- Directed by: Kevin Booth
- Starring: Doug Stanhope
- Distributed by: Sacred Cow Productions
- Release date: 2002;
- Running time: 90 minutes
- Country: United States
- Language: English

= Word of Mouth (film) =

Word of Mouth is Doug Stanhope's first stand-up DVD. It was recorded at the Velveeta Room in Austin, Texas on May 11, 2002, and produced by Sacred Cow Productions.

==Chapter listing==
1. "Intro, Journey of 1000 Miles"
2. "Osama Bin Bigfoot"
3. "CNN Drinking Game"
4. "Tax Jesus"
5. "Prettiest Dennys Waitress"
6. "Would You Believe?"
7. "Hedging Your Bets"
8. "Heavy Handed Handshake"
9. "Vice Cop"
10. "Tit Fuck Joke"
11. "Smut Shop"
12. "Bar Sluts"
13. "STDs"
14. "Viable Human Being"
15. "Sodomy"
16. "Shake the Baby"
17. "Pro Abortion, Flipper Baby"
18. "Drug of Choice"
19. "Whisky Dicked, False Prophet"
20. "Jager Cock"
21. "Taste of Cum"
22. "Every Drug Should Be Legal"
23. "Rubber Fuck My Face"
24. "Transvestie Hooker"
25. "Excess in Moderation"
26. "War Torn Beaver"
27. "3 Legged Dog with an Itchy Belly"
28. "Industrial Porn"
29. "Final Cum Shot"
30. "Exit to Titty Bar"

> **ASSIGNED TASK 1**:
Answer these questions from the Word of Mouth article:
(a) Who directed the film?
(b) At what venue was it recorded?
(c) What is its running time?
> **ASSIGNED TASK 2**:
Extend the Word of Mouth article with the next part that follows its final line.

> **RECORDED DATA**:
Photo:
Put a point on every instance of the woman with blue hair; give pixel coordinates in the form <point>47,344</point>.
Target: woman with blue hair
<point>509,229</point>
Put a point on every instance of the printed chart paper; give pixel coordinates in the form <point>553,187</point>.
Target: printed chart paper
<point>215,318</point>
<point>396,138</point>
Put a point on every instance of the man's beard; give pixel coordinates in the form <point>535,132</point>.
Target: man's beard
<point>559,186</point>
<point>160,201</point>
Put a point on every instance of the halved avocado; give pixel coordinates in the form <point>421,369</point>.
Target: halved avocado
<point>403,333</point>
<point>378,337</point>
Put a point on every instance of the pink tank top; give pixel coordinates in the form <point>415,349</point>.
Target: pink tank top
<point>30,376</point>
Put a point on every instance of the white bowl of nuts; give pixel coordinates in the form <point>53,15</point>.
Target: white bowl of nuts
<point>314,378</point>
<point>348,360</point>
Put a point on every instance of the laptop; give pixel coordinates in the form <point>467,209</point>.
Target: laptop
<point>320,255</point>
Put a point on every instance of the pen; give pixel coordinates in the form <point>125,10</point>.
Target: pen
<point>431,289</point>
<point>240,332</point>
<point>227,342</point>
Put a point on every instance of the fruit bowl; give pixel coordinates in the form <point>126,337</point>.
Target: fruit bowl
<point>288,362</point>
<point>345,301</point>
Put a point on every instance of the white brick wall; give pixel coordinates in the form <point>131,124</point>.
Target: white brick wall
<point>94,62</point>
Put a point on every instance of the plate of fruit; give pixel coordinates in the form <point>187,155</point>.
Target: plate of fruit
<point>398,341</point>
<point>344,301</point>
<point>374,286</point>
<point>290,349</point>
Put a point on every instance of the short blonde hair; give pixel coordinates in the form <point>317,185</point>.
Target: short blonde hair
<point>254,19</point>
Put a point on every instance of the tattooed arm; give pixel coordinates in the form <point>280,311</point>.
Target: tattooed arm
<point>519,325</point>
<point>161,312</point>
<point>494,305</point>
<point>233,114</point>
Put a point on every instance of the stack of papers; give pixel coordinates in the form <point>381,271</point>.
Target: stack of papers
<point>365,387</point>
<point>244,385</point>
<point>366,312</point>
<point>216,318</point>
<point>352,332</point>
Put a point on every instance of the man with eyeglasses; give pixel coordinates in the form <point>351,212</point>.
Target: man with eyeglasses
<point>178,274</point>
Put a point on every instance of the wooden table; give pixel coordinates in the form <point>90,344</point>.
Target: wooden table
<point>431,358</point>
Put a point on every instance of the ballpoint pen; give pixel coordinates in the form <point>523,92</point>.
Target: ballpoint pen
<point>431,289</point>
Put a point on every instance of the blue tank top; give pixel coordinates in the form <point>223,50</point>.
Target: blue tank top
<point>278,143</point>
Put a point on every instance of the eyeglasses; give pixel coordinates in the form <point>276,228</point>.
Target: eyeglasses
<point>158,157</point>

> **RESPONSE BOX 1**:
(a) Kevin Booth
(b) The Velveeta Room in Austin, Texas
(c) 90 minutes

> **RESPONSE BOX 2**:
==Extras==
Bonus Features included on the DVD are "SHOCKING HOME VIDEO OF DRUG ABUSE GONE OUT OF CONTROL" (footage of Stanhope and friend Mat Becker on Mushrooms in a hotel room), "Tit Fuck Joke on PBS" (footage from the limo ride to The Yellow Rose strip club), a "Word of Mouth Music Video" featuring the song "My Lifes a Shambles" performed by the band Pufvin Vajona, and the "Theatrical Trailer".

A Target-brand antibacterial moist wipe was often included with the DVD.

==Easter Eggs==
In the Chapter section of the DVD, there are two easter eggs: a martini glass (with video of Yellow Rose manager Don King making a toast to Doug and ex-wife Renee in an elevator) and a spilled martini glass (with additional footage from the strip club).

In the Extras section of the DVD, a cross can be found leading you to footage of Doug reading and tearing pages from the Holy Bible while on the toilet.